Each line that contains the word "surface" is to be copied from the records below.

* **Exercise input**
# # #

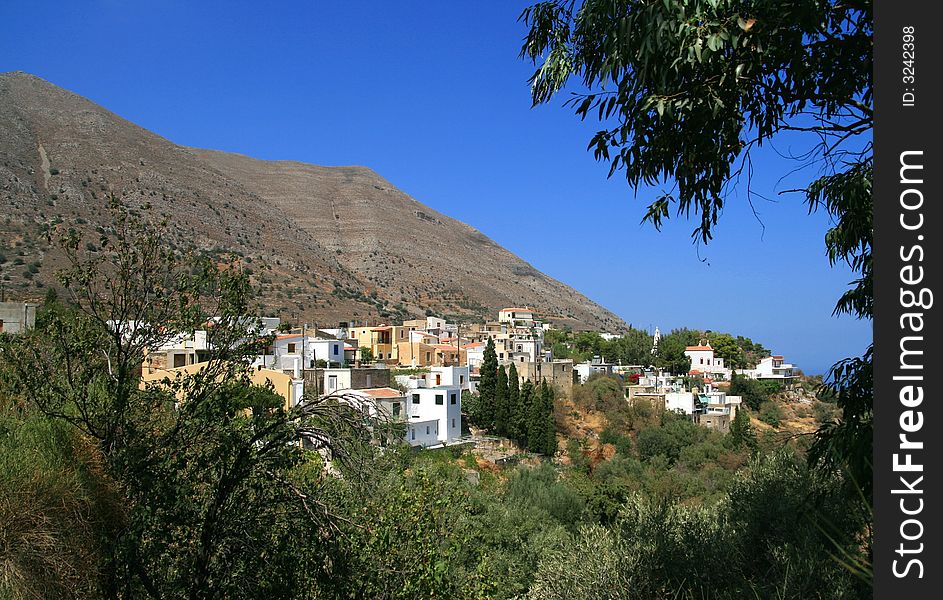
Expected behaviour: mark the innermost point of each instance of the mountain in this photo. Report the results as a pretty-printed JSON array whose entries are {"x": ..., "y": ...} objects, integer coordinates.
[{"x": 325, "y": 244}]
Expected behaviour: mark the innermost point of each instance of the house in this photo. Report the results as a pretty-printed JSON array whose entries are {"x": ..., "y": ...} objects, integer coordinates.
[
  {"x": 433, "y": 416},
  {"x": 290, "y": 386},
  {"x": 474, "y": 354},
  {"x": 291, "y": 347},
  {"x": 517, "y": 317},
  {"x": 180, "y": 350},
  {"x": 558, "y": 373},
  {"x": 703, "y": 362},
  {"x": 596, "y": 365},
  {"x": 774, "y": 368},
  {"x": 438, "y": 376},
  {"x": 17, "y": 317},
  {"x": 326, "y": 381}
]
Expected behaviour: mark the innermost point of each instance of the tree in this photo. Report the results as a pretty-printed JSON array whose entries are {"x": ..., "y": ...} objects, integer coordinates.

# # #

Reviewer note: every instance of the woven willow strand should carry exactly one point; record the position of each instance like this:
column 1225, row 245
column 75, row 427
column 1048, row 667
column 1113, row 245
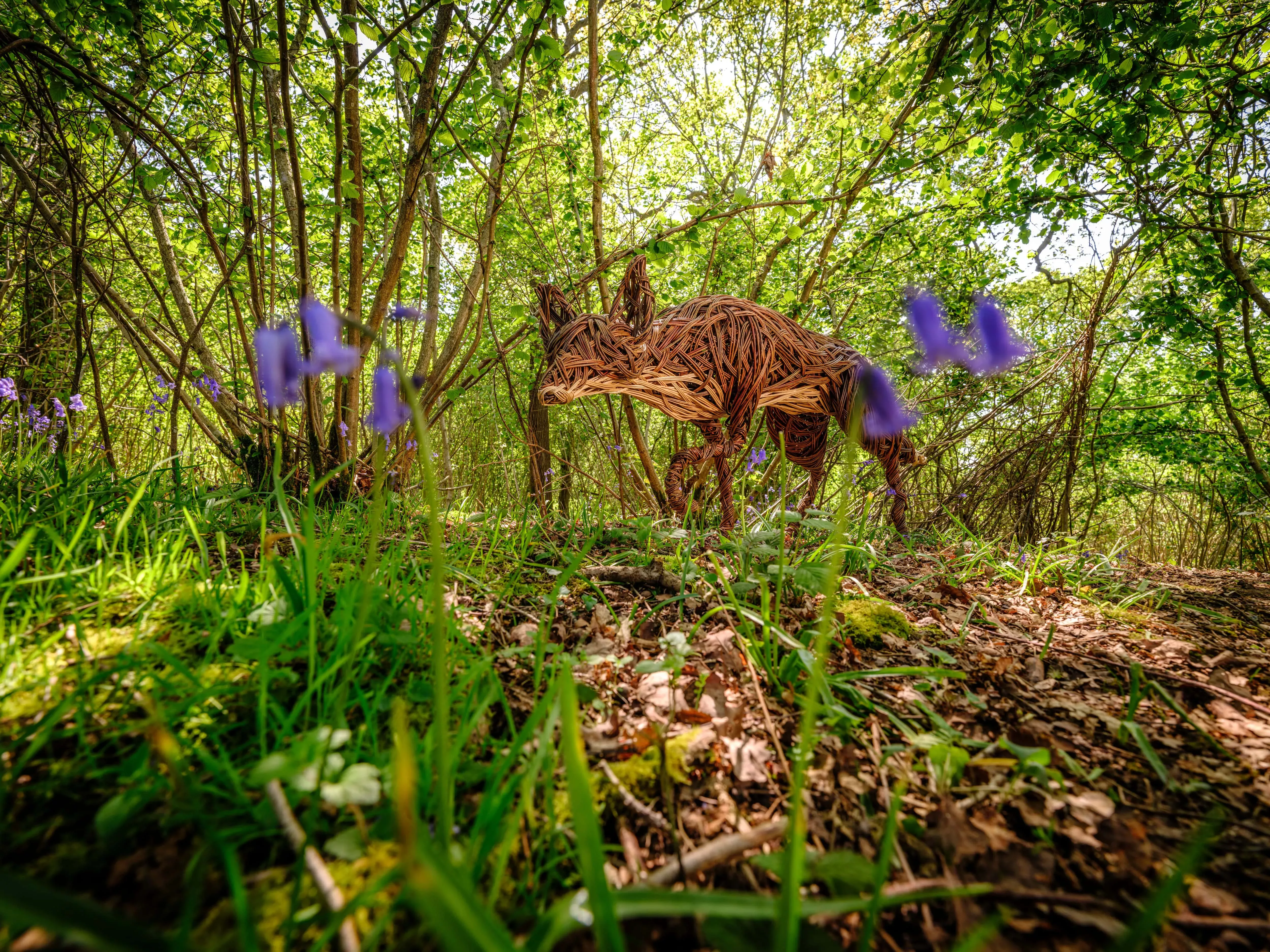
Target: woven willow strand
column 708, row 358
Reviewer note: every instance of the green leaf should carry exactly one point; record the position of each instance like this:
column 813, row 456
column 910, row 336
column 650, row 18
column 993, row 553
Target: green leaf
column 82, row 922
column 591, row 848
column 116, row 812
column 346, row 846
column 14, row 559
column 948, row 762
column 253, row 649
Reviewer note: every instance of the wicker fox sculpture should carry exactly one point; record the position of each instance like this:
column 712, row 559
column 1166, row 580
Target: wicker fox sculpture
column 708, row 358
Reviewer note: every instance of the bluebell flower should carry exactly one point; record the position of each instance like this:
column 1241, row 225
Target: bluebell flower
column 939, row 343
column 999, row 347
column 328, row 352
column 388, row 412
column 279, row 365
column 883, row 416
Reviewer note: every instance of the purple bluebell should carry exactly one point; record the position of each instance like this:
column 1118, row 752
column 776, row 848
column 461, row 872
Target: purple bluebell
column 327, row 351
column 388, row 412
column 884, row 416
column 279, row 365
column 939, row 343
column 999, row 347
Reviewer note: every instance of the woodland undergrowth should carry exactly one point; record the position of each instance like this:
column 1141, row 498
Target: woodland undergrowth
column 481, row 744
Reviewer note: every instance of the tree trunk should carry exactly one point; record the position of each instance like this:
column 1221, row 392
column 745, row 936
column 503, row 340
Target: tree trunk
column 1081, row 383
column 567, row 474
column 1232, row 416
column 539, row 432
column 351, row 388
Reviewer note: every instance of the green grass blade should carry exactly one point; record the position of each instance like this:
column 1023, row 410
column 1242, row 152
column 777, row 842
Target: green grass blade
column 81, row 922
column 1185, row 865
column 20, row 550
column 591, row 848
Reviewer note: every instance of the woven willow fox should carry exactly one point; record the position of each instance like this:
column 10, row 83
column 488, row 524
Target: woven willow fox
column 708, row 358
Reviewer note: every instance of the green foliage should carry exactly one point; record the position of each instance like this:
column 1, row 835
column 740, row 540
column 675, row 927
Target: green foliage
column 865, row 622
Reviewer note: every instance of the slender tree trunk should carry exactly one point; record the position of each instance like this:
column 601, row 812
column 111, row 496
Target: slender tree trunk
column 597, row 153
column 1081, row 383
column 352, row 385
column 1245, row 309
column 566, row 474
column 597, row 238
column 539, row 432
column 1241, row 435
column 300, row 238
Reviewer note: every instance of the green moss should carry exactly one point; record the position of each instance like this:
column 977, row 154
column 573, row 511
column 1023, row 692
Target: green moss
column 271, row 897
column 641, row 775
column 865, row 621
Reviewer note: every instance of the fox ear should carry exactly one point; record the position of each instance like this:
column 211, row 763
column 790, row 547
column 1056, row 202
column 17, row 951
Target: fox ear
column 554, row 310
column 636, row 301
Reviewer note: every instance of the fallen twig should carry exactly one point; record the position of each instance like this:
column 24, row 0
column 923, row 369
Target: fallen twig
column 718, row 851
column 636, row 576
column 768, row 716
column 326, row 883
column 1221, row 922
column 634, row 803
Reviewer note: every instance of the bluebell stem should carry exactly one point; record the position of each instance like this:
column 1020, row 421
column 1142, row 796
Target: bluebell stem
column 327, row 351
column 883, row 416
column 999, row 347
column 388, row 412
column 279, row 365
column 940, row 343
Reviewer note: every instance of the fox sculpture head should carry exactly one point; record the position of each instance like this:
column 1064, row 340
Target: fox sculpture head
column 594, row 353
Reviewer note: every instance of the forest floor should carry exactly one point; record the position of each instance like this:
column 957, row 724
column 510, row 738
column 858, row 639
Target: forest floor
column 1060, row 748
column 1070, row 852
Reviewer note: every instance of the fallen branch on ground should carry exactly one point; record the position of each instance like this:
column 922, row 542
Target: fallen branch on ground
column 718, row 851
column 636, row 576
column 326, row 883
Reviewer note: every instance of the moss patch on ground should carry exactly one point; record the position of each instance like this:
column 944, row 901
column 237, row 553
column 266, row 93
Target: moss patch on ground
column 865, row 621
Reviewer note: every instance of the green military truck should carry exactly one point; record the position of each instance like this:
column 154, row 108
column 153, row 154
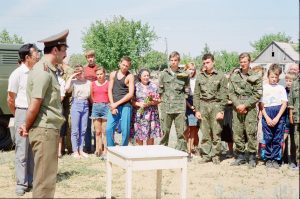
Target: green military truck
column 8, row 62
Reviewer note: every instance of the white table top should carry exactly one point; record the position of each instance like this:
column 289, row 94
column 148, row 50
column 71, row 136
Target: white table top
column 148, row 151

# # #

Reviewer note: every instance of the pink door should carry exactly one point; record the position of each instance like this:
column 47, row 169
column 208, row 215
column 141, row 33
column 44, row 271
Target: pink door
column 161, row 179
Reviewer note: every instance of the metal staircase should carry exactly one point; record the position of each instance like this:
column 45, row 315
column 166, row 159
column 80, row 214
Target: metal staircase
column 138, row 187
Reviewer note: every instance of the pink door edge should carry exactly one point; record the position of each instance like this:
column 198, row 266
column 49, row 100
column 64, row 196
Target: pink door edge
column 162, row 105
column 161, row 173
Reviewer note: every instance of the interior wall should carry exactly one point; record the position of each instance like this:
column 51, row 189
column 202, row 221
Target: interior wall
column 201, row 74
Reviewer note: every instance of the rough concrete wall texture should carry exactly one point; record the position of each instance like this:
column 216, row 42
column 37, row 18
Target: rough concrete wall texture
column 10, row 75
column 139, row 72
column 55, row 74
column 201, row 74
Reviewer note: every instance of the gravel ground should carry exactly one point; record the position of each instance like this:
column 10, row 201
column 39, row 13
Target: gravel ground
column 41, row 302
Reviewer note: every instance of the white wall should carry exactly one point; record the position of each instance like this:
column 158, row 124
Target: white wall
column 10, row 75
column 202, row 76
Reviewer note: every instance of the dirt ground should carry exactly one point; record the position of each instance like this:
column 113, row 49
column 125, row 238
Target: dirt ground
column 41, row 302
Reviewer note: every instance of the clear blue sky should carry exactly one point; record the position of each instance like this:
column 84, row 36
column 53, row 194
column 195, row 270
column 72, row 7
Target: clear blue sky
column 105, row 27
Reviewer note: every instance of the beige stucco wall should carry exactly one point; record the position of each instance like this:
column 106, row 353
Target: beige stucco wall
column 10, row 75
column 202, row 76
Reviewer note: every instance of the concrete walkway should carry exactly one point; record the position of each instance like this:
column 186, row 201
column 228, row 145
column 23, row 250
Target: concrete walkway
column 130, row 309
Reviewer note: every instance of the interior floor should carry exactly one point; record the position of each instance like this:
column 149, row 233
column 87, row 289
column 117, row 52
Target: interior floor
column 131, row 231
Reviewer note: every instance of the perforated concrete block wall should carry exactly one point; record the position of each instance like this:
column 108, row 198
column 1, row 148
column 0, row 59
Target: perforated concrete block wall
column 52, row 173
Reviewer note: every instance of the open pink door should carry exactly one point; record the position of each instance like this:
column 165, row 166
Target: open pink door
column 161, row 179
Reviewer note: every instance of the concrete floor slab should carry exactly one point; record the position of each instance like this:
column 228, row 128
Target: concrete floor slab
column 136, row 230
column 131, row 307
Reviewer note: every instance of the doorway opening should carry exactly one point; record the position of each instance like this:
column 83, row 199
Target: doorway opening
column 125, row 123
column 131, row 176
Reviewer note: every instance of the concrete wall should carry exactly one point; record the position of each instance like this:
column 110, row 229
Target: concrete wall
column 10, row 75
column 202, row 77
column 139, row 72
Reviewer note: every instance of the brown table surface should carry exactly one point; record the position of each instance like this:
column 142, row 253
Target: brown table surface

# # #

* **The completed task**
Reviewer note: every instance of the brown table surface should carry exactly one point; record the position of each instance like this:
Target: brown table surface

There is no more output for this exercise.